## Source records

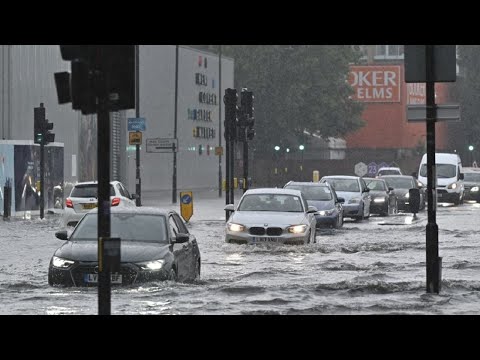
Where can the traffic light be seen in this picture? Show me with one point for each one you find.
(93, 65)
(38, 123)
(231, 120)
(248, 113)
(41, 127)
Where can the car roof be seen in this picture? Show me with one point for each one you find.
(137, 210)
(341, 177)
(95, 182)
(307, 183)
(273, 191)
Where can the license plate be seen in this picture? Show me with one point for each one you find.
(89, 206)
(93, 278)
(265, 239)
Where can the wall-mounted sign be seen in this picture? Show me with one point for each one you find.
(375, 83)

## What is needed
What you give back should be exactly the lines of the entries above from the one containing "Where can the car" to the end, and nothing more.

## Solution below
Where can the car roof be seen in this picture? Show me with one point for each one you find.
(137, 210)
(341, 177)
(95, 182)
(307, 183)
(273, 191)
Where can the license plate be seen in this picture? Show me with one point for each one you find.
(89, 206)
(93, 278)
(265, 239)
Where can the wall-mounted sign be seen in this picture? Show me with one point for each one you find.
(375, 83)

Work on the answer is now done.